▸ WRITTEN INSTRUCTION: Return every item below unchanged, and leave the pictures out of your answer.

▸ TASK MATERIAL:

== == ==

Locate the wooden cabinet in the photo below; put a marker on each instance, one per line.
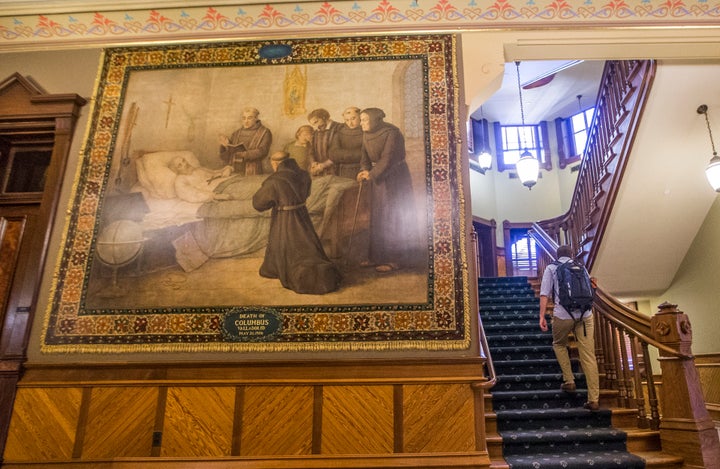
(36, 129)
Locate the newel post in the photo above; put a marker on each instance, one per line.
(686, 428)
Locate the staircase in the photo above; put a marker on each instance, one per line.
(532, 423)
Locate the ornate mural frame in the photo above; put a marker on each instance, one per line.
(440, 324)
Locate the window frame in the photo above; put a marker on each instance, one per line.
(568, 153)
(541, 148)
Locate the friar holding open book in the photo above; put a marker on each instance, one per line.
(248, 146)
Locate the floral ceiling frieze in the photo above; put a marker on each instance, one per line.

== == ==

▸ WRITTEN RESPONSE:
Locate the wooden cabinet in the photo below; put a marker on each instance, one per line.
(36, 129)
Locate the newel post in the photo above; put a marker on each instance, one per line.
(686, 428)
Locate the staircase in the photo above; put a marker on each instance, one per line.
(532, 423)
Locate the ornate mural frame in the photo above; put a marker on each instance, one per line.
(440, 324)
Locate the window frame in the photo above; put a marker on each instance, one per line.
(568, 153)
(541, 148)
Locate the friar holding open book in the photo above; put a marker on each instance, one per line.
(248, 146)
Locate the floral ceiling frieze in the photo above; put a marker on each instance, one per line.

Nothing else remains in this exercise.